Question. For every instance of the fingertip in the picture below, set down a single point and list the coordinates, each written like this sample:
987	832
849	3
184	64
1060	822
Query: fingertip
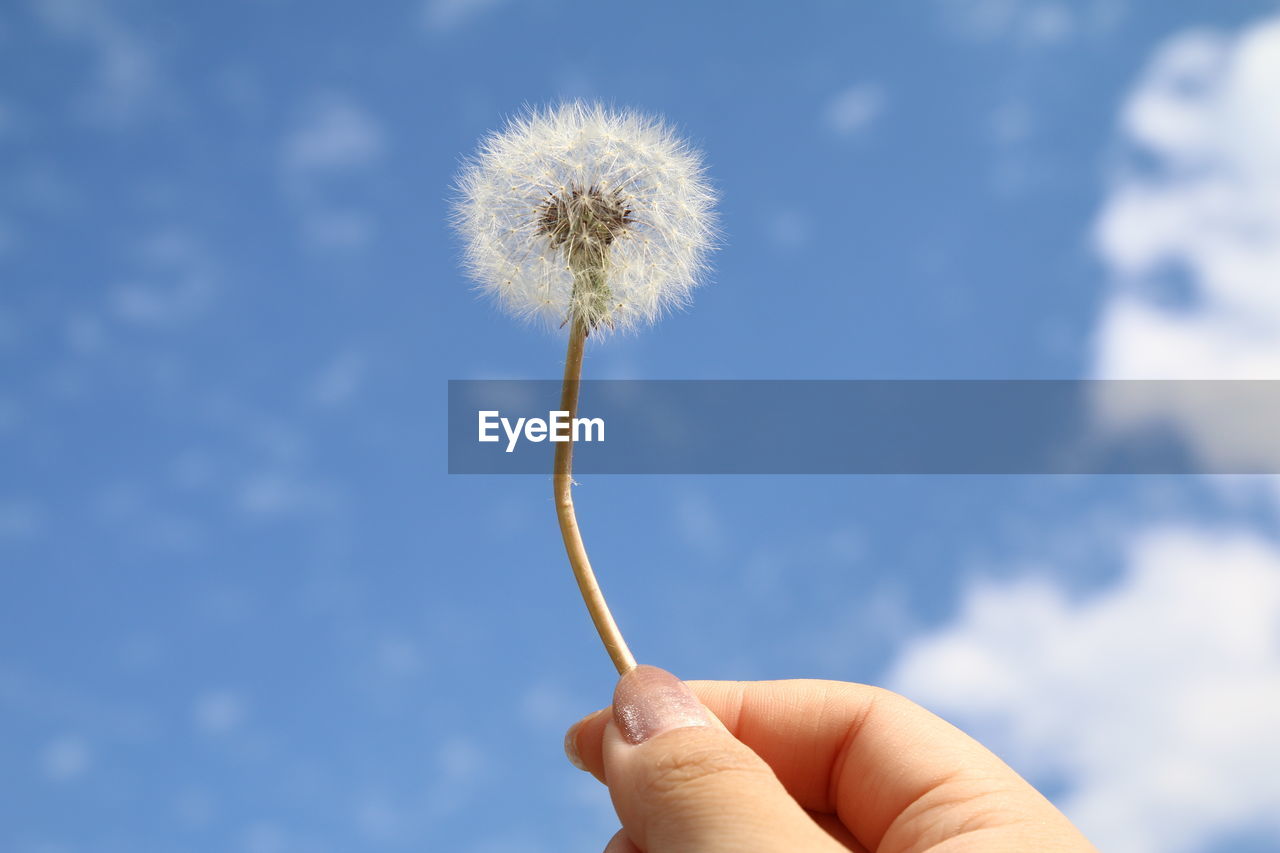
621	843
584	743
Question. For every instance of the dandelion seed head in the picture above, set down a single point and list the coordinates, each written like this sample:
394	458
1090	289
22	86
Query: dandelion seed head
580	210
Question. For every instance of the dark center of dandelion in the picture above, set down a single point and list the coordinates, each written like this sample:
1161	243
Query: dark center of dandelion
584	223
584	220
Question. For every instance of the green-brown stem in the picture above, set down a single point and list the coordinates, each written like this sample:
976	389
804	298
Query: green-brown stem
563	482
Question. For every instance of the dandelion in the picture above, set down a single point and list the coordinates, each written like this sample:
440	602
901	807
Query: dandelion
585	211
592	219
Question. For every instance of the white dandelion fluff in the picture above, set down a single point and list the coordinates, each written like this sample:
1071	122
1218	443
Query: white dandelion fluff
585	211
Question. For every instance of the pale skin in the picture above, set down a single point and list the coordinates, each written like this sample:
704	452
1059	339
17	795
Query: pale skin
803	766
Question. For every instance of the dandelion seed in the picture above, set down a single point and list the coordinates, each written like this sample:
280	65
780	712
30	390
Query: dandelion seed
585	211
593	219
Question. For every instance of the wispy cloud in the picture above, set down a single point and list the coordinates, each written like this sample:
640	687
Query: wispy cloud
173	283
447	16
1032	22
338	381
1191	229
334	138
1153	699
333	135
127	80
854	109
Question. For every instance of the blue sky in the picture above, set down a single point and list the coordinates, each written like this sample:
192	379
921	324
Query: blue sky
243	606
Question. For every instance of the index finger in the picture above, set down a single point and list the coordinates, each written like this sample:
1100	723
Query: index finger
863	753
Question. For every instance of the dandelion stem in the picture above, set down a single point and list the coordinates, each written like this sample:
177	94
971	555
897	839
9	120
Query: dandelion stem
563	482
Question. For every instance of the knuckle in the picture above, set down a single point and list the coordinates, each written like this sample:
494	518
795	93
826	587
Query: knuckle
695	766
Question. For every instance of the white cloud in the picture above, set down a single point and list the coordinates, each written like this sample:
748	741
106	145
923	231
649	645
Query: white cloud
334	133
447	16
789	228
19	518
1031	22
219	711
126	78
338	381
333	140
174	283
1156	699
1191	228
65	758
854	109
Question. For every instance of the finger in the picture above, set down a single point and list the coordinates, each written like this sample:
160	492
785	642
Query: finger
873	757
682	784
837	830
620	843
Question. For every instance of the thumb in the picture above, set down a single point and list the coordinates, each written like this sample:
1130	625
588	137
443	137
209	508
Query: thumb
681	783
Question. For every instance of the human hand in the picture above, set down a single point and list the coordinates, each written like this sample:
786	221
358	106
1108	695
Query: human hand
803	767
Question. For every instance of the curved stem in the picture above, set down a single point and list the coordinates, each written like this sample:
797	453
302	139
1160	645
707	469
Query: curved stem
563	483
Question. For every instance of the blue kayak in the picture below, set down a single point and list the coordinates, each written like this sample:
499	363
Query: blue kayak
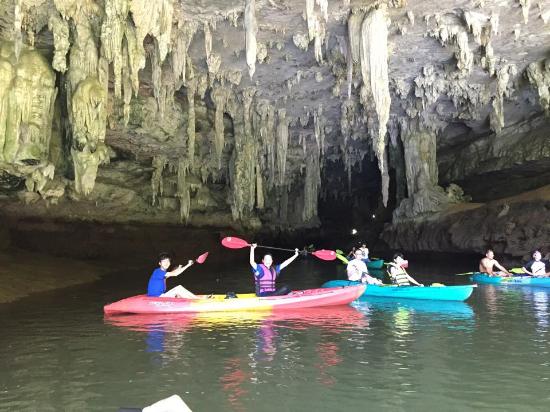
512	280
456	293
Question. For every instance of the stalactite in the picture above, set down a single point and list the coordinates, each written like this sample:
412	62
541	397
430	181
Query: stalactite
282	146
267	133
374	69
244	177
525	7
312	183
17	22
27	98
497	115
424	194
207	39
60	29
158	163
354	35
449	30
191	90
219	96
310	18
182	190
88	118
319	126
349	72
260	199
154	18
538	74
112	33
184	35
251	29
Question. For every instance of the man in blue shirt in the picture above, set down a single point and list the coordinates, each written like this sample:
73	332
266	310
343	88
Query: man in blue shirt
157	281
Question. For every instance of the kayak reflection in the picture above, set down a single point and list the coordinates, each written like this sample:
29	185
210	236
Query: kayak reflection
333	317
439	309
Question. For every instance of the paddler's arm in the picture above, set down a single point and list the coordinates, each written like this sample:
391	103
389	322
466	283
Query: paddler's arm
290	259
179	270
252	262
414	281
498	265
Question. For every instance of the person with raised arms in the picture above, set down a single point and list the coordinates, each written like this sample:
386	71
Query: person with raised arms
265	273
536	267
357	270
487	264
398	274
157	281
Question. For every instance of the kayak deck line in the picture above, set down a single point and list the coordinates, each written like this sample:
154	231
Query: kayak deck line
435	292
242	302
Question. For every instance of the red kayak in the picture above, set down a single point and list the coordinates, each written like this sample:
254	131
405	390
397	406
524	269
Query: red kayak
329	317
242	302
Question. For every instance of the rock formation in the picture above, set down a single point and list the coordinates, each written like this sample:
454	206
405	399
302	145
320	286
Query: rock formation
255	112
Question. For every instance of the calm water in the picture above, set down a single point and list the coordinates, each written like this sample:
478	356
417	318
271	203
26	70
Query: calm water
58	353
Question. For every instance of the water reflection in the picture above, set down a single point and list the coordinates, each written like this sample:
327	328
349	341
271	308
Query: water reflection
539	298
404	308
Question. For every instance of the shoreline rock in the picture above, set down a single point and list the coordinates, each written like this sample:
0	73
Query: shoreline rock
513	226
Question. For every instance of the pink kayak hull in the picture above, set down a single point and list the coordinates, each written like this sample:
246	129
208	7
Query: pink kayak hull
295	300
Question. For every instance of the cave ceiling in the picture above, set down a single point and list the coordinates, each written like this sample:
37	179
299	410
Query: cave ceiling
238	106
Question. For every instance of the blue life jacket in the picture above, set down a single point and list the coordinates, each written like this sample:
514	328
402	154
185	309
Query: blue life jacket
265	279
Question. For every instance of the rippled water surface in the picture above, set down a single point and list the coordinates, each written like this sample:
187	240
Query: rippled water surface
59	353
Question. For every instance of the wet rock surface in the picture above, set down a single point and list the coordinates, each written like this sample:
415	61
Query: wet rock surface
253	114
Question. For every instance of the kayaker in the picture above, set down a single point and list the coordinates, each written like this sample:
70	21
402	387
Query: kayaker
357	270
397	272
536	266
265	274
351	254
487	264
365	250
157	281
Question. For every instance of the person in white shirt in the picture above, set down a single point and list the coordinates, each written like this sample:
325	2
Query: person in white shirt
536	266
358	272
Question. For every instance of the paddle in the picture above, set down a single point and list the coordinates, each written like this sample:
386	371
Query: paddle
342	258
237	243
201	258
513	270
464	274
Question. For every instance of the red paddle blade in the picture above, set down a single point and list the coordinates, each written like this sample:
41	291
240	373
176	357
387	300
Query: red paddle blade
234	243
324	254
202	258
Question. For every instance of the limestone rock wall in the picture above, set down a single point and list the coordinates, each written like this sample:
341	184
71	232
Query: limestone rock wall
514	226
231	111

──────────────────────────────

Write the listing above out again exactly, dropping each image.

Question. For every instance of the fingertip in the picture below, set down a single point and list the coordinates, each written like this sample:
987	832
849	3
184	64
1060	822
Query: fingertip
621	843
584	743
Question. For every instance of the dandelion seed head in the picture above, set down a single point and list the coordinates, each written like this sample:
394	458
1090	289
22	86
Query: dandelion seed head
580	210
Question. For every instance of the dark center of dandelion in the picture above, set down a single point and list the coordinates, each written like this sample:
1161	243
Query: dark center of dandelion
584	223
584	220
Question. For every instance of the green-brown stem in the picture above, set down a single point and list the coordinates, each written like this sample:
976	389
804	298
Query: green-brown stem
563	482
Question. For every instance of the dandelion in the picture above, set down a single point and list the coordinates, each written like this sample:
440	602
901	807
Query: dandelion
585	211
592	219
Question. For every instance of the white dandelion fluff in the picture above, set down a single point and list the coordinates, each written like this sample:
1071	122
1218	443
Query: white dandelion fluff
585	211
Question. For every instance of the pale skin in the picture above, set down a single point and list the coordinates, each written like this sample:
704	452
1059	339
17	795
Query: pale skin
803	766
Question. For every instance of the dandelion seed in the picture above, set down a single point and list the coordinates, each written like this sample:
280	65
780	712
30	390
Query: dandelion seed
585	211
593	219
Question. For every instance of the wispy cloud in the picture above, set down a single point and list the coordinates, each written like this sample:
640	687
Query: wispy cloud
173	283
447	16
1032	22
338	381
1191	229
334	138
1153	699
333	135
127	80
854	109
Question. For every instance of the blue sky in the picture above, set down a single point and list the coordinates, each written like this sample:
192	379
921	324
Query: blue sky
243	606
Question. For every instance of the index finger in the picture above, set down a single point and list the coordinates, each written like this sample:
1100	723
Query: index finger
863	753
Question. For every instance of the dandelion stem in the picture above, set down a single point and list the coordinates, each written like this sample:
177	94
971	555
897	839
9	120
Query: dandelion stem
563	482
Question. For every instance of the knuckle in the picture above, set down a single point and list the coordinates, each written like this sample:
494	518
795	93
826	587
Query: knuckle
695	766
Question. For every instance of the white cloud in the picture above, set down a single point and list the coordinates, each written like this sample:
748	741
106	145
923	231
649	645
Query: white cloud
334	133
447	16
789	228
19	518
1031	22
219	711
126	78
338	381
333	140
174	283
1156	699
1191	228
65	758
854	109
Question. For every instance of the finger in the picture above, set down a single point and list the coordinates, each written like this sample:
160	492
785	642
Query: finger
873	757
682	784
837	830
620	843
Question. For every instance of the thumb in the picture above, set down a single point and list the coordinates, each written like this sample:
1130	625
588	137
443	137
209	508
Query: thumb
681	783
Question. For every instance of the human hand in the picture above, set down a single point and list the coordinates, each written like this sample:
786	221
358	106
1108	695
Query: human hand
803	767
Question. For every instance of the curved stem in the picture above, set down a single point and list the coordinates, each written like this sample:
797	453
302	139
1160	645
707	469
Query: curved stem
563	483
Question. For every instance of the blue kayak in the picture below, set down a single point and list the coordinates, each written like this sample:
499	363
Query: blue kayak
512	280
456	293
Question. For every instance of the stalactite in the picture above, set down a single point and list the coordinates, each written like this sample:
412	62
541	397
430	181
Query: stalactite
282	146
267	133
374	69
244	177
525	7
312	183
17	22
27	98
497	115
424	194
207	39
60	29
158	163
354	35
449	30
191	90
219	96
310	18
182	190
88	118
319	126
349	72
260	199
154	18
538	74
112	33
184	35
251	29
Question. For every instance of the man in blue shirt in the picture above, set down a single point and list the coordinates, each written like this sample:
73	332
266	310
343	88
Query: man in blue shirt
157	281
Question. For every instance of the kayak reflection in the picture above, set down a single point and list the coordinates, each written like this sample:
29	185
210	236
Query: kayak reflection
333	317
439	309
Question. For every instance of the paddler's arm in the picture above, set down a single point and list the coordinates, each written like this sample:
391	103
389	322
466	283
Query: paddler's arm
290	259
179	270
252	262
414	281
498	265
Question. For every instance of the person with raised arms in the picture above, set down a single point and list the coordinates, each written like this sample:
386	71
Query: person with raised arms
265	273
536	267
357	270
487	264
398	274
157	281
Question. For every instance of the kayak deck line in the picture above, set down a single point and list the coordinates, each written like this sample:
154	231
Query: kayak deck line
435	292
242	302
Question. For every instance of the red kayak in the picture above, set down a single point and list the coordinates, each written like this sample:
254	131
405	390
397	406
524	269
Query: red kayak
329	317
242	302
Question. For every instance of the rock formation in the picture above, set down a single point and list the coordinates, each written like this sample:
454	206
405	399
302	145
320	286
Query: rock formation
255	112
Question. For every instance of the calm water in the picture above, set down a single point and list the coordinates, each written like this sample:
478	356
417	318
271	203
26	70
Query: calm water
58	353
Question. For every instance of the water reflection in the picture above, set down a single point and list the coordinates, each written like this sample:
327	328
349	341
271	308
Query: water reflection
539	298
404	308
Question. For every instance of the shoreline rock in the picture above, set down a single point and list the coordinates, each written like this sample:
0	73
Query: shoreline rock
513	226
Question. For every instance of the pink kayak hull in the picture above, set down a single point and list the coordinates, each written like this sample:
246	129
208	7
Query: pink kayak hull
295	300
Question. For every instance of the cave ceiling in the picture above, set down a single point and list the coordinates, each written like this sample:
37	179
299	410
Query: cave ceiling
238	106
Question. For every instance of the blue life jacket in the picture above, set down a single point and list the coordinates, each written like this sample:
514	328
402	154
185	309
Query: blue life jacket
265	279
Question. For every instance of the rippled water surface in the picture above, set down a single point and list the coordinates, each written like this sample:
187	240
Query: rippled water surface
59	353
Question. For every instance of the wet rock surface in the picture above, set down a single point and list the coordinates, each written like this sample:
415	61
Query: wet rock surface
253	114
Question. For every instance of the kayaker in the picture above, set down a single point and list the coordinates, each written like this sample:
70	21
402	387
Query: kayaker
357	270
397	272
536	266
265	274
351	254
487	264
365	250
157	281
Question. For every instance of the person in white shirt in the picture above, set down a single point and list the coordinates, each written like this sample:
325	2
Query: person in white shirt
536	266
358	272
Question. For every instance of the paddle in the picture above, set down a single point and list the coordinates, each written like this sample:
386	371
Query: paddle
342	258
237	243
201	258
513	270
464	274
Question. For every instance of the red paddle blade in the picture above, set down a single point and list the coordinates, each written like this sample:
41	291
240	373
176	357
387	300
Query: red paddle blade
234	243
324	254
202	258
Question. For every instance of the limestone rock wall in the picture above, set down a single point and list the coordinates, each written like this sample:
341	184
71	232
Query: limestone rock wall
514	226
231	111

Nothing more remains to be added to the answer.